Dataset excerpts on object pointing:
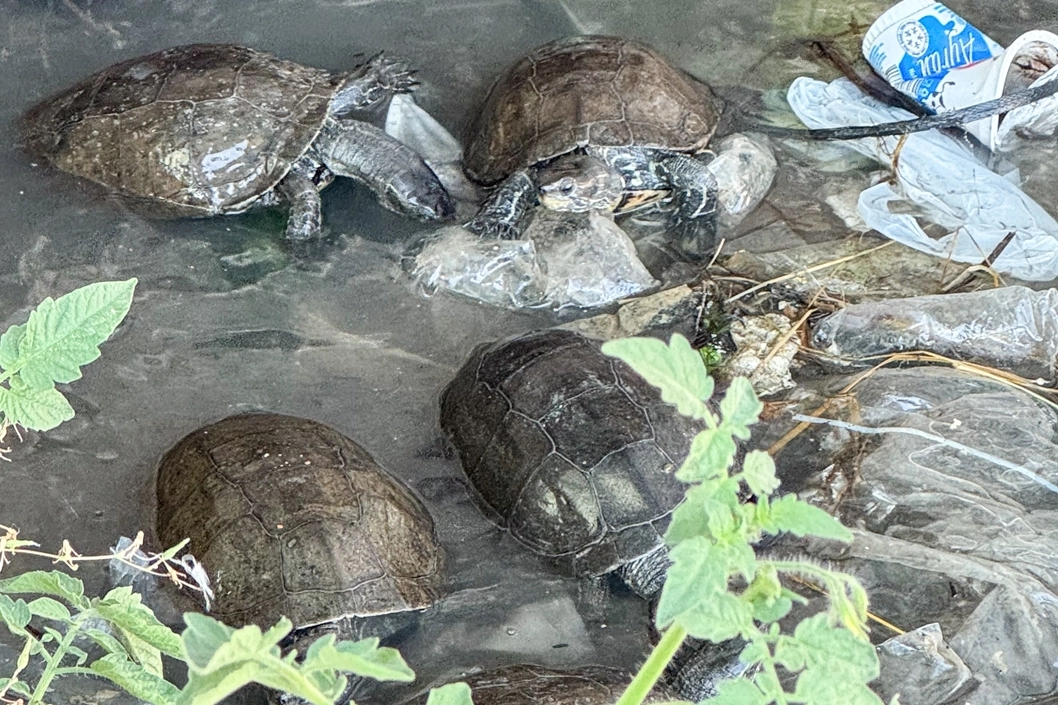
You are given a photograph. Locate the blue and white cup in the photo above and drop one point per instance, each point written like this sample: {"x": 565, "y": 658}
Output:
{"x": 930, "y": 53}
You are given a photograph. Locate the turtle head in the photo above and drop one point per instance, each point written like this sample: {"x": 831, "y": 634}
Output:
{"x": 418, "y": 192}
{"x": 579, "y": 183}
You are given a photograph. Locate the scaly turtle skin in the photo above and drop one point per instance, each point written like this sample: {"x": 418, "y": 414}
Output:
{"x": 211, "y": 129}
{"x": 595, "y": 123}
{"x": 291, "y": 518}
{"x": 534, "y": 685}
{"x": 570, "y": 451}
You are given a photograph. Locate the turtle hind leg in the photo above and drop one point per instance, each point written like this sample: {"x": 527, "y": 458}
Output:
{"x": 502, "y": 214}
{"x": 305, "y": 220}
{"x": 695, "y": 196}
{"x": 399, "y": 177}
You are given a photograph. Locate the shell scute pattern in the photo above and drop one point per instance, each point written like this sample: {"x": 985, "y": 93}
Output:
{"x": 220, "y": 126}
{"x": 562, "y": 447}
{"x": 294, "y": 519}
{"x": 603, "y": 91}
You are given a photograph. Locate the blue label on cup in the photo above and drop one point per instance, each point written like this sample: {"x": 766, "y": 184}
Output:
{"x": 933, "y": 46}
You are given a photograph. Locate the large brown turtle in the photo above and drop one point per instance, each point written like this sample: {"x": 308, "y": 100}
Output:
{"x": 598, "y": 123}
{"x": 292, "y": 518}
{"x": 571, "y": 452}
{"x": 594, "y": 123}
{"x": 211, "y": 129}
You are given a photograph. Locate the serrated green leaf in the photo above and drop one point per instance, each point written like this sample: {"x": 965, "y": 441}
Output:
{"x": 77, "y": 653}
{"x": 363, "y": 657}
{"x": 674, "y": 368}
{"x": 836, "y": 649}
{"x": 202, "y": 638}
{"x": 16, "y": 614}
{"x": 740, "y": 409}
{"x": 124, "y": 609}
{"x": 106, "y": 640}
{"x": 736, "y": 691}
{"x": 789, "y": 513}
{"x": 453, "y": 693}
{"x": 39, "y": 410}
{"x": 135, "y": 680}
{"x": 17, "y": 687}
{"x": 54, "y": 583}
{"x": 694, "y": 576}
{"x": 49, "y": 609}
{"x": 712, "y": 452}
{"x": 721, "y": 618}
{"x": 8, "y": 345}
{"x": 65, "y": 333}
{"x": 759, "y": 472}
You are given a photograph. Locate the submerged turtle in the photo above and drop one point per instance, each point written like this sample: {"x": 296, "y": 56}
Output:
{"x": 595, "y": 123}
{"x": 292, "y": 518}
{"x": 570, "y": 451}
{"x": 212, "y": 129}
{"x": 534, "y": 685}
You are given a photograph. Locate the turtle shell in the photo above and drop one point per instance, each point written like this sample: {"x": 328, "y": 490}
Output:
{"x": 196, "y": 130}
{"x": 534, "y": 685}
{"x": 587, "y": 90}
{"x": 292, "y": 518}
{"x": 567, "y": 448}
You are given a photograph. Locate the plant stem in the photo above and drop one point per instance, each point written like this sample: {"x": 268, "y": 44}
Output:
{"x": 53, "y": 664}
{"x": 649, "y": 674}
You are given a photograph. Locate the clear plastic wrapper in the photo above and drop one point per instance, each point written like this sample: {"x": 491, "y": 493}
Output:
{"x": 1013, "y": 328}
{"x": 943, "y": 181}
{"x": 566, "y": 259}
{"x": 948, "y": 483}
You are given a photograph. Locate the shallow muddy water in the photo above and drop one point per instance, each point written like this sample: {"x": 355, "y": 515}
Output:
{"x": 224, "y": 320}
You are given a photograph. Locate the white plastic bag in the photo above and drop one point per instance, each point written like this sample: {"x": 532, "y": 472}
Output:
{"x": 946, "y": 183}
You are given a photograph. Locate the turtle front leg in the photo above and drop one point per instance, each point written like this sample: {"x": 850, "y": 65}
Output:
{"x": 502, "y": 214}
{"x": 694, "y": 190}
{"x": 305, "y": 219}
{"x": 372, "y": 84}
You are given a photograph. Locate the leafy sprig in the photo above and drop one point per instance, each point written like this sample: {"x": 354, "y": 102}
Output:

» WHAT YOU NEED TO DO
Swap "sprig" for "twig" in the data, starting at the line containing "You are given a photograph. Locate the leafy" and ending at the end of the data, and reproduce only those lines with nothing else changed.

» FINAL RESULT
You are given a photograph. Locate the leafy twig in the photo above and drop one point per instance, each point written like this sample: {"x": 354, "y": 102}
Output:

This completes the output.